Work request
Report how many lines of the material below contain the string "jacket". The reply is that number and no more.

Task inputs
━━━━━━━━━━━━━━━━━━━━━━━━━━━━━━

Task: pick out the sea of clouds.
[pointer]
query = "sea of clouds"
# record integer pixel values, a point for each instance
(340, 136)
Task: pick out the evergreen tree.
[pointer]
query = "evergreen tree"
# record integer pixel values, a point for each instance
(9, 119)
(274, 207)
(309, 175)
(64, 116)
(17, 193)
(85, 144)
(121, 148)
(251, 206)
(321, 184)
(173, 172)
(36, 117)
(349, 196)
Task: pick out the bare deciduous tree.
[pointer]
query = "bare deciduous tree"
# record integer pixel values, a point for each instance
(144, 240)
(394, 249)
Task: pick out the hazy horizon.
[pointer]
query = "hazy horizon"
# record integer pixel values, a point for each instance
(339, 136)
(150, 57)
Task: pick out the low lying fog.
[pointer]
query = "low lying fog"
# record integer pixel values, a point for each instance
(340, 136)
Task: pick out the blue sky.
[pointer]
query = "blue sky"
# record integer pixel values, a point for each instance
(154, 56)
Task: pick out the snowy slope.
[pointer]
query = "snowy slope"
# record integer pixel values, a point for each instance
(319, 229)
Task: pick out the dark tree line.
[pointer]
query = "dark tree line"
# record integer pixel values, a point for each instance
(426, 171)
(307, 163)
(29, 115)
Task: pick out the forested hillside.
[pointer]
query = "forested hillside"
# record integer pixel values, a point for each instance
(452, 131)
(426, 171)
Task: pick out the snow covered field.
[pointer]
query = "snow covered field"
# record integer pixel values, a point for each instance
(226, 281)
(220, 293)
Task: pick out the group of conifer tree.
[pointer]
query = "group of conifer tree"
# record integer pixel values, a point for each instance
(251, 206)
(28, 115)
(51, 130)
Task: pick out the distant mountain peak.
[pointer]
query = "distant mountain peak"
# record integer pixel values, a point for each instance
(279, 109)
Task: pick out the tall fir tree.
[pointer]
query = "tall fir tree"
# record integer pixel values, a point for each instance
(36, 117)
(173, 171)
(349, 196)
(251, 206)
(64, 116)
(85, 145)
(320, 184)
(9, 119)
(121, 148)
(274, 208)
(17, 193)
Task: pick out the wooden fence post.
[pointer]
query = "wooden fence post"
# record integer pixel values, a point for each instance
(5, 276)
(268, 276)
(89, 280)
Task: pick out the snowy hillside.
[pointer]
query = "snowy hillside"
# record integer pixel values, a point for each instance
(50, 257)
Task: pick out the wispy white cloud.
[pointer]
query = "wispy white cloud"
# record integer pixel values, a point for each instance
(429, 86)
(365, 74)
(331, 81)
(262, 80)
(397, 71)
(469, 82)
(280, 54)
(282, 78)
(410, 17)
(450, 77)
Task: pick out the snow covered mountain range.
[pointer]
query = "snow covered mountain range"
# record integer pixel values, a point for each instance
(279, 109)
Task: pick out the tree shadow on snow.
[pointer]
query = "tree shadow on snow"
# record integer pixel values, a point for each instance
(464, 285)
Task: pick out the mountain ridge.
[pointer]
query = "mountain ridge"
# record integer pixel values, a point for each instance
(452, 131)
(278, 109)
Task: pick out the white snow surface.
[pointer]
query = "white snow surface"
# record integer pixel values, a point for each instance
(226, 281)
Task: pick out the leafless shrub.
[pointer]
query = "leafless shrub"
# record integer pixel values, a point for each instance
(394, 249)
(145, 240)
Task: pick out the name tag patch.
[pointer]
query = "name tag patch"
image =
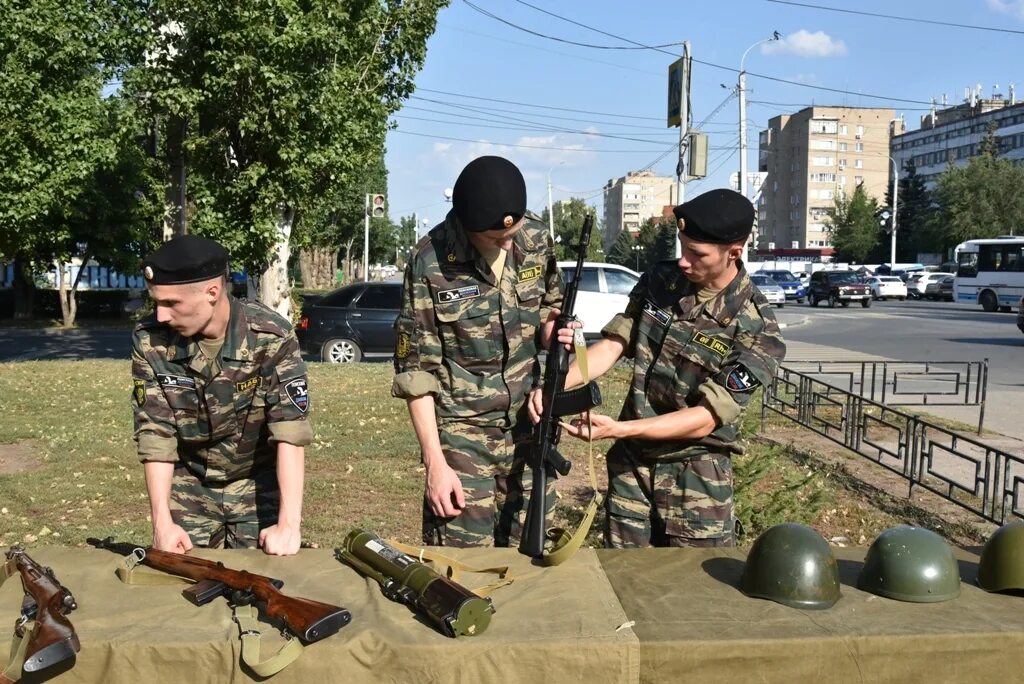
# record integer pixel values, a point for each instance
(298, 392)
(530, 273)
(657, 314)
(458, 294)
(713, 343)
(246, 385)
(175, 381)
(739, 379)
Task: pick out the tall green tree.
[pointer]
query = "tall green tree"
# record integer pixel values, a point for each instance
(569, 215)
(852, 224)
(982, 199)
(284, 102)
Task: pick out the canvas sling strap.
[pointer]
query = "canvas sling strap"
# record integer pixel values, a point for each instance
(244, 615)
(564, 545)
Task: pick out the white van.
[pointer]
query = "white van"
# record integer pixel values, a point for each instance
(604, 291)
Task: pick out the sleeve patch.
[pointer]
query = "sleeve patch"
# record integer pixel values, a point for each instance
(298, 393)
(739, 379)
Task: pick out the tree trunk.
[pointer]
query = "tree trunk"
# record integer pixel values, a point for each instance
(274, 291)
(25, 289)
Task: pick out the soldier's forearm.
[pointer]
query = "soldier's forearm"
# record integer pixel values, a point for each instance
(158, 484)
(291, 479)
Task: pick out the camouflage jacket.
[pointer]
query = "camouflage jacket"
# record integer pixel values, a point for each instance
(684, 351)
(467, 339)
(222, 427)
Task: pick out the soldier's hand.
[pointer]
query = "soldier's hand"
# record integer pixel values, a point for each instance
(171, 538)
(601, 427)
(443, 492)
(280, 540)
(535, 404)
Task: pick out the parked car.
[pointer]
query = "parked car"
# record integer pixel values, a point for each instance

━━━━━━━━━━━━━━━━━━━━━━━━━━━━━━

Final answer
2